* _TEXTE RETENU_:
Pour ce second article du
cycle consacré aux thrillers français, j'ai choisi d'aborder
Effraction.
Une œuvre méconnue qui mérite cependant d'être célébrée pour
ses qualités. Et parmi ces dernières, l'interprétation de ses
trois principaux acteurs dont deux au moins se retrouvent ici dans
une situation contraire à celle à laquelle on pourrait s'attendre.
Bruno Cremer, pour commencer. Son charisme, ses un mètre
quatre-vingt trois et son gros timbre de voix ne l'empêchent pas ici
d'incarner le rôle de l'une des deux victimes qui vont avoir maille
à partir avec Jacques Villeret et ses dix-sept centimètres de
moins. Petit, trapu, mais nerveux en sociopathe à la gâchette
facile. La seule des trois que l'on s'attend à voir dans le rôle
qui lui est confié reste encore la superbe Marlène Jobert, plus
séduisante que jamais. Avec Bruno Cremer, ils forment un couple dont
la passion amoureuse pourtant fort récente (ils viennent de se
rencontrer dans un aéroport) crève l'écran. Une soif d'amour qui
les poussera jusqu'aux portes d'un hôtel qu'ils regretteront sans
doute ensuite toute leur existence d'avoir franchi. Car c'est là
qu'est venu se réfugier pour une nuit Valentin Tralande
qu'interprète donc Jacques Villeret, qui à la suite d'un hold-up
meurtrier (affolé, il va tué plus tôt dans la journée tous ses
complices ainsi que les clients et les employés de la banque qu'il a
braquée) n'est pas encore tout à fait en cavale puisque la police
n'a toujours pas idée de son identité...

* _DONNÉES BRUTES_:
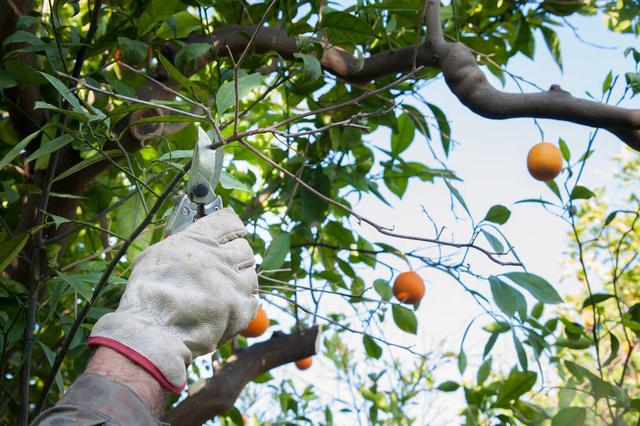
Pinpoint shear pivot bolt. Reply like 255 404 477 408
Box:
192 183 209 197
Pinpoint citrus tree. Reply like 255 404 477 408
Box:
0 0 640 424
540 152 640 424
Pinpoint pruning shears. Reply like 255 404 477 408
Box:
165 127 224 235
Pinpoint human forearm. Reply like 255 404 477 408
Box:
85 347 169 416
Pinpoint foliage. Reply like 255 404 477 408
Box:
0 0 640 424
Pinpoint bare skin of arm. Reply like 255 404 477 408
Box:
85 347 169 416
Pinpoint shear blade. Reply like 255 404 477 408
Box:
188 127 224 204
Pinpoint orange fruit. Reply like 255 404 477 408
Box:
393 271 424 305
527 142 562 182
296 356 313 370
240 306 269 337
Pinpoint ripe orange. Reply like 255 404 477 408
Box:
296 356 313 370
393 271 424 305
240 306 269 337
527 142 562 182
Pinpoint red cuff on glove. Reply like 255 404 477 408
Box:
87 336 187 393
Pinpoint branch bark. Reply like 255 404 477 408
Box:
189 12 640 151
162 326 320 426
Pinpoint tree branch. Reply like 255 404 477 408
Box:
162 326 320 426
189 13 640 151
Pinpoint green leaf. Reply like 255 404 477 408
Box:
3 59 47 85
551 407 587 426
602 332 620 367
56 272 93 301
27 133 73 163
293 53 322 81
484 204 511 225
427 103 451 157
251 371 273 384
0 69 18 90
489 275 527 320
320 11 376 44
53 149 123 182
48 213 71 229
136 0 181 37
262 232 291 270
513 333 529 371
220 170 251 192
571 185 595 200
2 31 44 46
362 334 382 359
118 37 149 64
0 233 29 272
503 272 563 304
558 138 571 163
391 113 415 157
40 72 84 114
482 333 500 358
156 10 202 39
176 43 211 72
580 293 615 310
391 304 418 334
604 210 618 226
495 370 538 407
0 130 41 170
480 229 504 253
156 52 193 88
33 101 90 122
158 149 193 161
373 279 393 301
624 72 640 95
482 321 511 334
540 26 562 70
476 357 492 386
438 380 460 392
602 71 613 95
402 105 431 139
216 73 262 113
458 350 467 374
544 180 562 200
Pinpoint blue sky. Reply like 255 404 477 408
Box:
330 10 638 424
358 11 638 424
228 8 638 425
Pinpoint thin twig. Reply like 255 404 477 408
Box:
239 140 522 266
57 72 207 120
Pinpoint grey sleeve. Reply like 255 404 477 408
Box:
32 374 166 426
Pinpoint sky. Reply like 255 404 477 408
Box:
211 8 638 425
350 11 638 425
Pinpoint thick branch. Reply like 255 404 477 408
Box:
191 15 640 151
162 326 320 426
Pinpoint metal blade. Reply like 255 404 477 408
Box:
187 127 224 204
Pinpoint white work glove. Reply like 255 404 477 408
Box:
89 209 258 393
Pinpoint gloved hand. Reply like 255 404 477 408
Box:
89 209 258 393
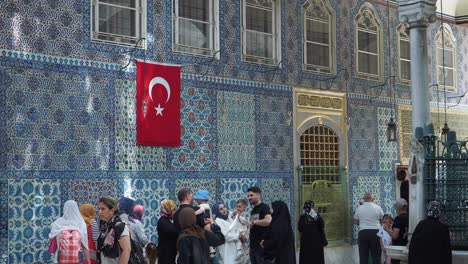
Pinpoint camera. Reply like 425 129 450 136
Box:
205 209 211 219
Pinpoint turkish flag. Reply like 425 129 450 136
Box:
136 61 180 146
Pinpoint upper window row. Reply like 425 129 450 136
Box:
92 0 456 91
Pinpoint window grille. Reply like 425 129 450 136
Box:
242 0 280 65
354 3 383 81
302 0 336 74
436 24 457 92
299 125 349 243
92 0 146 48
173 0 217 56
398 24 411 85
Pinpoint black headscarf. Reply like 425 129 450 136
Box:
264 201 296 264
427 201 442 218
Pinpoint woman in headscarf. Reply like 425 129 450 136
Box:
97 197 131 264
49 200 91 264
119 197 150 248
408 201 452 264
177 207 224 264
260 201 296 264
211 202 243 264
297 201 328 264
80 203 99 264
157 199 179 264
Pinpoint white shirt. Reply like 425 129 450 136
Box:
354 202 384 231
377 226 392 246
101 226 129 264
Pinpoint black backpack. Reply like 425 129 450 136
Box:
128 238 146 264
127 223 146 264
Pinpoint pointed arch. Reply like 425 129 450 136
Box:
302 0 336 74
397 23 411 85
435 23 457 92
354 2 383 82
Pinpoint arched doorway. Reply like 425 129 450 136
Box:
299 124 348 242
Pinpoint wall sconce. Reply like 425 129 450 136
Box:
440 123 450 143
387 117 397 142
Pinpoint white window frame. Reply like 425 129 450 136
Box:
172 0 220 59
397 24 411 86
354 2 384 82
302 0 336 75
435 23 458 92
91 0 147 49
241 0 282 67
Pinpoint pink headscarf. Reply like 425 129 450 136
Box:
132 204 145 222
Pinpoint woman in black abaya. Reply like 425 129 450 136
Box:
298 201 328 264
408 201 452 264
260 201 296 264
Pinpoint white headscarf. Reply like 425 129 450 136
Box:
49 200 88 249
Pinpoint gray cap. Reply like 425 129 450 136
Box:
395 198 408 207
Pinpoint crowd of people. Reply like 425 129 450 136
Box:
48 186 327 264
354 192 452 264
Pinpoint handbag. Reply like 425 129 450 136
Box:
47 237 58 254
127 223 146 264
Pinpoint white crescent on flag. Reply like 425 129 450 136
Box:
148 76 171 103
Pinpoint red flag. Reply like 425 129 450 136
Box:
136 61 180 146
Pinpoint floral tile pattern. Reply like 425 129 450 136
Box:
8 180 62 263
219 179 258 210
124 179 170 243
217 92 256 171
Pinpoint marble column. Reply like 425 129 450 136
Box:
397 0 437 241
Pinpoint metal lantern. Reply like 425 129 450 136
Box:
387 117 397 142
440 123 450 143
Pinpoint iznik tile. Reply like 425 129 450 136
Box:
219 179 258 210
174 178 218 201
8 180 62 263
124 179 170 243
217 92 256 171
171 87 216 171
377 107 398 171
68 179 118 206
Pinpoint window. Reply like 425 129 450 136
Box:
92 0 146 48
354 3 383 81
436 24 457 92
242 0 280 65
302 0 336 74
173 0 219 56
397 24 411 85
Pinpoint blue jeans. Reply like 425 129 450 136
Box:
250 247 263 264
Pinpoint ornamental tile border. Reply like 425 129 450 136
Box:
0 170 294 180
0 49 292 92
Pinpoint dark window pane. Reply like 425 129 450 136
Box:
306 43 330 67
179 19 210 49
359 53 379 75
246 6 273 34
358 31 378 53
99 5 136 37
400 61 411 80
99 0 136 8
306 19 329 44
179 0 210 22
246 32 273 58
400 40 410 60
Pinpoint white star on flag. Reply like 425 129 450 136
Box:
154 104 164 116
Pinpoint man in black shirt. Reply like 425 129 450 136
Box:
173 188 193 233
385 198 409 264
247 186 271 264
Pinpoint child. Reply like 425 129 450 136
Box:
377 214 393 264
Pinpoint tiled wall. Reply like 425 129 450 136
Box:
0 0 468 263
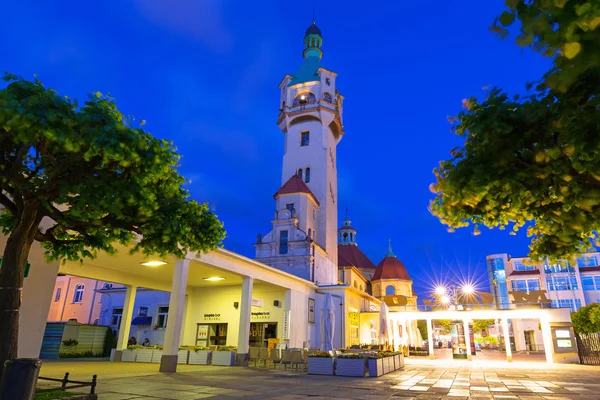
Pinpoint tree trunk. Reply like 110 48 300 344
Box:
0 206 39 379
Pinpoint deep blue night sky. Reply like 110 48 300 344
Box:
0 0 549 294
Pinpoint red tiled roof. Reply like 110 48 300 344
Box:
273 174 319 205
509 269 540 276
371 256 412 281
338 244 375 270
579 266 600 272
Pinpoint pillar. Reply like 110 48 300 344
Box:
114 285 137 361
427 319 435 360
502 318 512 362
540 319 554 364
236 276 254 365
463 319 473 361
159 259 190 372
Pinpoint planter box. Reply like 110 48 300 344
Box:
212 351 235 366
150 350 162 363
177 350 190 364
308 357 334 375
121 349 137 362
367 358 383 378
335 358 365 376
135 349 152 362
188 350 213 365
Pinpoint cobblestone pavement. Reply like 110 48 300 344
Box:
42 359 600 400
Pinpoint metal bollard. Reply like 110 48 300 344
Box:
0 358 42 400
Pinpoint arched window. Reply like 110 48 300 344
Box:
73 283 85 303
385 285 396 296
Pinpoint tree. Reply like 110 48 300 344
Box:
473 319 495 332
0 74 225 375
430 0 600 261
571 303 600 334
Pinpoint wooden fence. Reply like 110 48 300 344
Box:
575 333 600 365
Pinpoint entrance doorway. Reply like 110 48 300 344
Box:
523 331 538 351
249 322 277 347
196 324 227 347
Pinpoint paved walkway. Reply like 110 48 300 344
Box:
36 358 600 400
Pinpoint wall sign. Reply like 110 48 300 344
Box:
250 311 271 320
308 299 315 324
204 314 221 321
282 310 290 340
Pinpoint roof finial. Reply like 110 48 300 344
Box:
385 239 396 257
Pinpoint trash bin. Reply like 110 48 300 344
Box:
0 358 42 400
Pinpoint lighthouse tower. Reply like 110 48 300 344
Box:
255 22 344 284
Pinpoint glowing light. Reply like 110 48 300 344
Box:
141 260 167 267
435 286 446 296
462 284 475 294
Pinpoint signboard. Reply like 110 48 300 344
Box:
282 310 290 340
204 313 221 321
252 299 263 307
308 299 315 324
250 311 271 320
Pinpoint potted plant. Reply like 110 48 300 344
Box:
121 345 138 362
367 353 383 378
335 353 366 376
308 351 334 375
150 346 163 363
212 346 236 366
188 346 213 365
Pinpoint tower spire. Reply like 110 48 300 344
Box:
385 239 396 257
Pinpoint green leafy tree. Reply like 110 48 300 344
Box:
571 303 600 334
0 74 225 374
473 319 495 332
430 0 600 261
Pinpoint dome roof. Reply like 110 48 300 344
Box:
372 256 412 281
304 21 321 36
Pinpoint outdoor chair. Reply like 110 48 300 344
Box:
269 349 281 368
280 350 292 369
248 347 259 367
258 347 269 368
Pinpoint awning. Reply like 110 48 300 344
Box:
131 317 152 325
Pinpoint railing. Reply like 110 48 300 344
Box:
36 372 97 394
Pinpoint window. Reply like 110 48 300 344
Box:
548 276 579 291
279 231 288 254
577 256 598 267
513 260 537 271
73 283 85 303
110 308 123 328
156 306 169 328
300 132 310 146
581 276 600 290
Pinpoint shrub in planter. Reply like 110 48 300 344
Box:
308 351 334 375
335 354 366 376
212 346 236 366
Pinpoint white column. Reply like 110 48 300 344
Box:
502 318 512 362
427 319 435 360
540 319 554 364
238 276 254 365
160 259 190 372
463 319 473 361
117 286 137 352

--

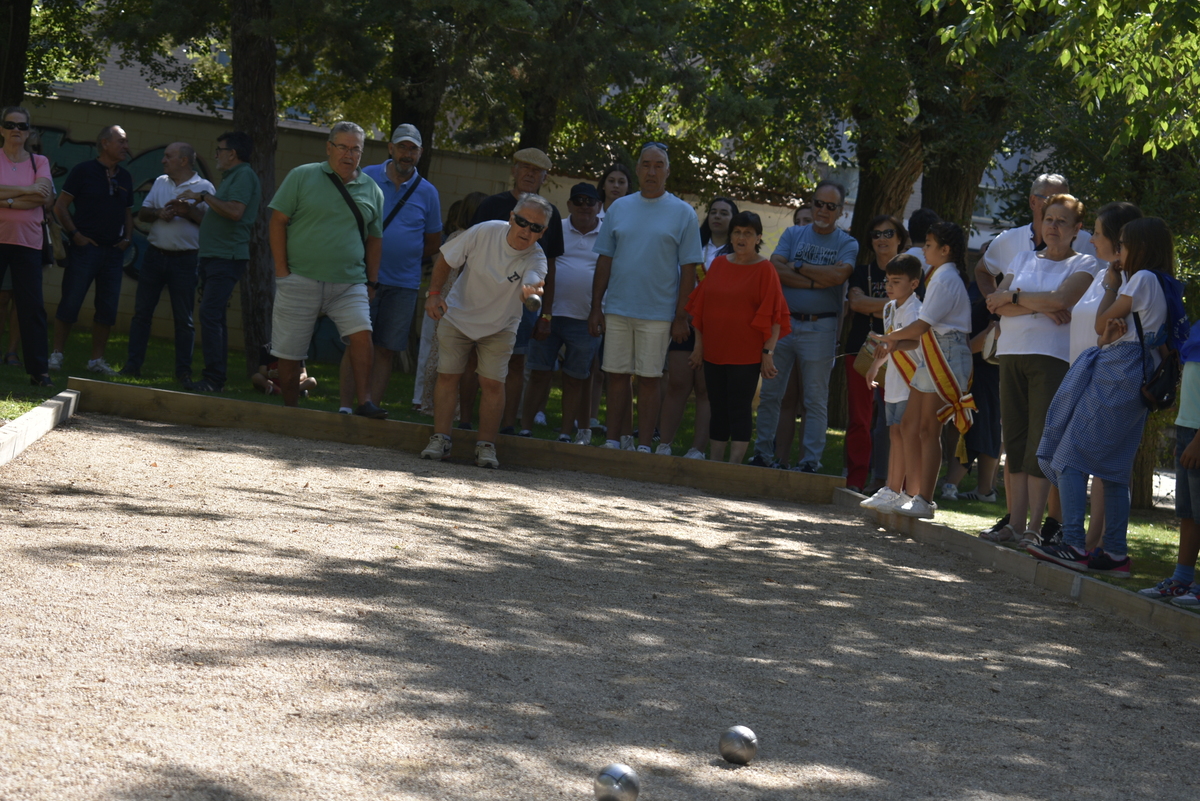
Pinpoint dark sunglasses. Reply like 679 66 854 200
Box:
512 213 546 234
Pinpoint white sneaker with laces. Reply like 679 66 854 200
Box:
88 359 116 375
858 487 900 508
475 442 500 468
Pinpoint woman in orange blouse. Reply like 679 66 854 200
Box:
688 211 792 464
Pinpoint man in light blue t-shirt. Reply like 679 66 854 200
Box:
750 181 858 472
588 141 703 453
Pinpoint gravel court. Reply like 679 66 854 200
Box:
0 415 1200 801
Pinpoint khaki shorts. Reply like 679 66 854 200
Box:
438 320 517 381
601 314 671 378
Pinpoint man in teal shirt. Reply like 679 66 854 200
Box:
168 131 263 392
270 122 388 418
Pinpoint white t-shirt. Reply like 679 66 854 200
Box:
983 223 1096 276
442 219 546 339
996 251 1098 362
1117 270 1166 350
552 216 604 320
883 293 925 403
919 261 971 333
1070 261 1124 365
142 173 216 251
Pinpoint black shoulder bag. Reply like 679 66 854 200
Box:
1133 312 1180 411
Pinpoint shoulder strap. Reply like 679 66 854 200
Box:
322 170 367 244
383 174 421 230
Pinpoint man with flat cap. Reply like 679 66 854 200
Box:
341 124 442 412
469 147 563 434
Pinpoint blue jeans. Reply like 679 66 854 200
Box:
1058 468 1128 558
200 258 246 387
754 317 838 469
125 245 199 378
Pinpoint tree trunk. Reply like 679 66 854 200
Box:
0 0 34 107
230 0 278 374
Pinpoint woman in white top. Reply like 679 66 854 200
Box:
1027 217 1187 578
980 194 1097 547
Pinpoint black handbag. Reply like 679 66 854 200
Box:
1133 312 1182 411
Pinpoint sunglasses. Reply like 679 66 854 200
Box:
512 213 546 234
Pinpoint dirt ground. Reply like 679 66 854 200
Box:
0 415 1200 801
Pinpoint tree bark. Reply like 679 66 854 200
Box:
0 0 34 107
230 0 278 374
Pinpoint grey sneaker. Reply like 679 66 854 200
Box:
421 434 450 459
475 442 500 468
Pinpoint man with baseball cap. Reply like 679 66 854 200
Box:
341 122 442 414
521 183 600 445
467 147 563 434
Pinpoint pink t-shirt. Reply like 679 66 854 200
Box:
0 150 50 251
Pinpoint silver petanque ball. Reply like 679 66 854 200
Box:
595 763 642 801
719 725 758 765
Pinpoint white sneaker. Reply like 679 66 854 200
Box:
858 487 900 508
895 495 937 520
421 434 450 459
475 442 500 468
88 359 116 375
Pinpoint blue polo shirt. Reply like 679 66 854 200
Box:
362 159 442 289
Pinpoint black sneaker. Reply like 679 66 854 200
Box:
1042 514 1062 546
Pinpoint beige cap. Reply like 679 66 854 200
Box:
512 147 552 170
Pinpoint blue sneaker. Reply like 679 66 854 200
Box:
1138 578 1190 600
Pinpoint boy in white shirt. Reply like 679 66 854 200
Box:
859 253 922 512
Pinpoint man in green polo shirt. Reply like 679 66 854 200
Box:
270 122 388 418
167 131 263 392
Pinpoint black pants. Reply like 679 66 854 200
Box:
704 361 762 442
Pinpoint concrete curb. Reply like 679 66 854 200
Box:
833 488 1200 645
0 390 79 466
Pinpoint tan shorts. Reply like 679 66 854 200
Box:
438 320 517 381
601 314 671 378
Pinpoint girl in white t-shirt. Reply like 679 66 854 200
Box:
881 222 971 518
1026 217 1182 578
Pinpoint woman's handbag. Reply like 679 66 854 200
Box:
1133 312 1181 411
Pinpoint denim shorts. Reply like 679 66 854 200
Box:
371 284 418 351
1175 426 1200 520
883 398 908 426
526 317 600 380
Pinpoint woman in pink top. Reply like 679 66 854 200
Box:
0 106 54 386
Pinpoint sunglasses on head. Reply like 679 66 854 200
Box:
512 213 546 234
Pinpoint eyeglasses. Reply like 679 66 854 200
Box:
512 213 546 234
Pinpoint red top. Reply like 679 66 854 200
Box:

---

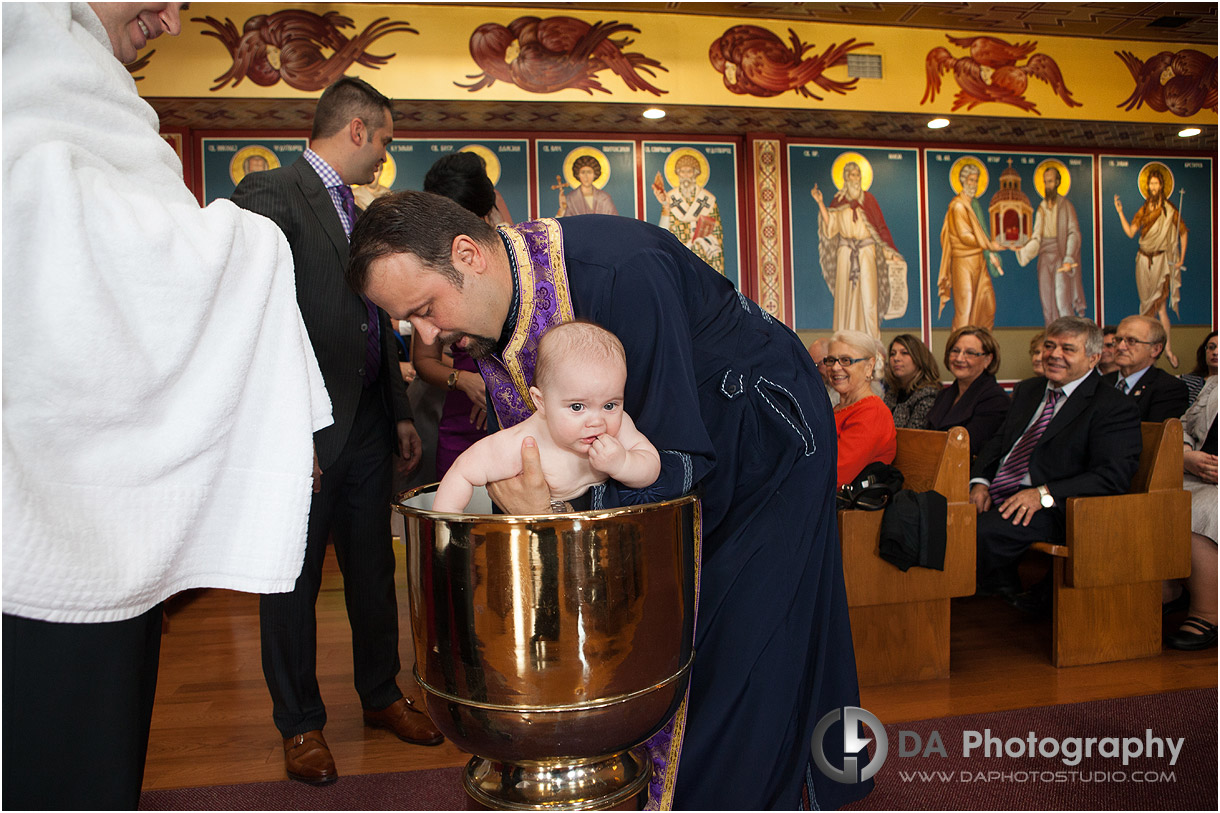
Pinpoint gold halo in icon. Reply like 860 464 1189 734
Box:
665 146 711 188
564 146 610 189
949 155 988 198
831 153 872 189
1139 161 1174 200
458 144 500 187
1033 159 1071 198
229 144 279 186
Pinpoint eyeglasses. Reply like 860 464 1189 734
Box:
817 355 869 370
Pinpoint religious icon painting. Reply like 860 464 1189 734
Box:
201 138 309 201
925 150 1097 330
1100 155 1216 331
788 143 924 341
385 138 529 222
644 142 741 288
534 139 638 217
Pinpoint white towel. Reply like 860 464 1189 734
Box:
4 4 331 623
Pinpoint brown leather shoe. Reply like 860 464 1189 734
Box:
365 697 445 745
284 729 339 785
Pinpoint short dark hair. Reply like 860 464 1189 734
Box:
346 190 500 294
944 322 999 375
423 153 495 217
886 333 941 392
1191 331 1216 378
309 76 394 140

* _CONSIGNES_:
[1] Dans l'article consacré au film Effraction, relevez tous les acteurs désignés par leur nom.
[2] Remplacez « acteurs » par « comédiens » dans le passage de l'article sur Effraction qui commence par « Une œuvre méconnue » et se poursuit jusqu'à « on pourrait s'attendre. », puis recopiez ce passage.
[3] Prolongez l'article sur le film Effraction au-delà de sa dernière phrase.

* _RÉPONSES ATTENDUES_:
[1] Bruno Cremer, Jacques Villeret, Marlène Jobert

[2]
Une œuvre méconnue qui mérite cependant d'être célébrée pour
ses qualités. Et parmi ces dernières, l'interprétation de ses
trois principaux comédiens dont deux au moins se retrouvent ici dans
une situation contraire à celle à laquelle on pourrait s'attendre.

[3]
En
route, il croise divers individus qui échappent de peu à la mort
(on notera notamment la furtive apparition du chanteur Florent Pagny
dans le rôle de l'une de ses victimes contraintes de l'aider à
fuir)... Rencontre avec une prostituée, passage dans
un bar à l'ambiance morose... quelques séquences sans réelle
interaction avec les événements mais qui sont d'une manière
générale entrecoupées par des scénettes mettant en avant le
couple Marlène Jobert/Kristine-Bruno Cremer/Pierre dans leur
''cavale'' amoureuse, entre un petit restaurant de campagne et
l'hôtel en question dont le principal intérêt est tout d'abord de
clore cette première partie d'une durée avoisinant les trente-cinq
minutes lors desquelles le réalisateur Daniel Duval utilise ce temps
afin de caractériser ses personnages. Et cela fonctionne plutôt
bien puisque alors que Jacques Villeret déploie tout son talent pour
faire de son personnage un individu particulièrement inquiétant,
Marlène Jobert et Bruno Cremer se révèlent tout les deux fort
attachants. Une fois cette première partie achevée, Effraction
prend
une tournure beaucoup plus dramatique quoique fort divertissante.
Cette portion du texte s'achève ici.